**What this task involves:** The output must be the line with "Query: handbag" and every following line to the end of the material, exactly as they appear, and nothing else.

_ _ _ _

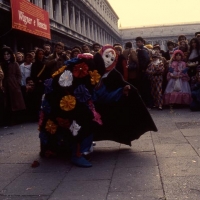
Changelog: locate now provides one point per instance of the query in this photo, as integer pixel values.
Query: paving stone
(8, 172)
(137, 195)
(179, 166)
(130, 160)
(134, 179)
(182, 188)
(174, 150)
(34, 184)
(195, 142)
(145, 136)
(107, 144)
(97, 172)
(81, 190)
(53, 165)
(101, 155)
(138, 145)
(174, 137)
(22, 157)
(187, 125)
(23, 198)
(190, 132)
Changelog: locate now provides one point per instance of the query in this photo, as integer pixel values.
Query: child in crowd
(155, 71)
(178, 89)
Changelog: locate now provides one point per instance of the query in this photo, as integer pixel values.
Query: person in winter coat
(11, 85)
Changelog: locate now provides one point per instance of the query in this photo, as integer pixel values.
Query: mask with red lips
(109, 56)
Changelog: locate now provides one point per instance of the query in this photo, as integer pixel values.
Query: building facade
(73, 22)
(159, 34)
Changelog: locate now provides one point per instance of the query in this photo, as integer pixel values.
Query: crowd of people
(162, 78)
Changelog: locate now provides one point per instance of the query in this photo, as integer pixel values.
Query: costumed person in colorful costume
(123, 113)
(89, 100)
(67, 112)
(195, 87)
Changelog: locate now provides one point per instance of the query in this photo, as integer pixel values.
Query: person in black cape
(123, 113)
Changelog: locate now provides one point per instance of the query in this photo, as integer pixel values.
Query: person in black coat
(39, 74)
(123, 113)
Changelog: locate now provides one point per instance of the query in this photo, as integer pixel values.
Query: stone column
(72, 17)
(79, 22)
(49, 8)
(92, 31)
(66, 13)
(84, 25)
(95, 32)
(89, 32)
(58, 11)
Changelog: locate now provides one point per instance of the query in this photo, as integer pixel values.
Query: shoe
(81, 162)
(94, 144)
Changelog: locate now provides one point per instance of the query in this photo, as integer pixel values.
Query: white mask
(109, 57)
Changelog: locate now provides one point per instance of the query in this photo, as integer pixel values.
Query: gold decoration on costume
(61, 70)
(95, 77)
(68, 103)
(51, 127)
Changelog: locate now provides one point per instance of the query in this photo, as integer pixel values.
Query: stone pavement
(159, 166)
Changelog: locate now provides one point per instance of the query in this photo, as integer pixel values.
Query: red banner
(30, 18)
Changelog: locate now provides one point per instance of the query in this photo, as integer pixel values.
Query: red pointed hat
(176, 52)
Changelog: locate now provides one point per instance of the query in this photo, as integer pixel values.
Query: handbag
(177, 85)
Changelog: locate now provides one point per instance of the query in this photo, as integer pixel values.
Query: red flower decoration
(64, 123)
(80, 70)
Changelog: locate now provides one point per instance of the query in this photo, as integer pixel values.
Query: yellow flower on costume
(68, 103)
(95, 77)
(62, 69)
(51, 127)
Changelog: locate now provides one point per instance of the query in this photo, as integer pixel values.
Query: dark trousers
(145, 89)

_ _ _ _

**Completed exercise:**
Query: handbag
(177, 85)
Changelog: locate now provides one point per instance of the query in this photo, as integer pixel values.
Query: red flower decoration
(64, 123)
(80, 70)
Changelog: locate now provides one point per instance of the query in this photo, as integer pixel values.
Query: yellow flower on costume
(68, 103)
(95, 77)
(62, 69)
(51, 127)
Changelog: locate now provides one point per instance of the query in this photo, as integer pixel values.
Query: dark trousers
(145, 89)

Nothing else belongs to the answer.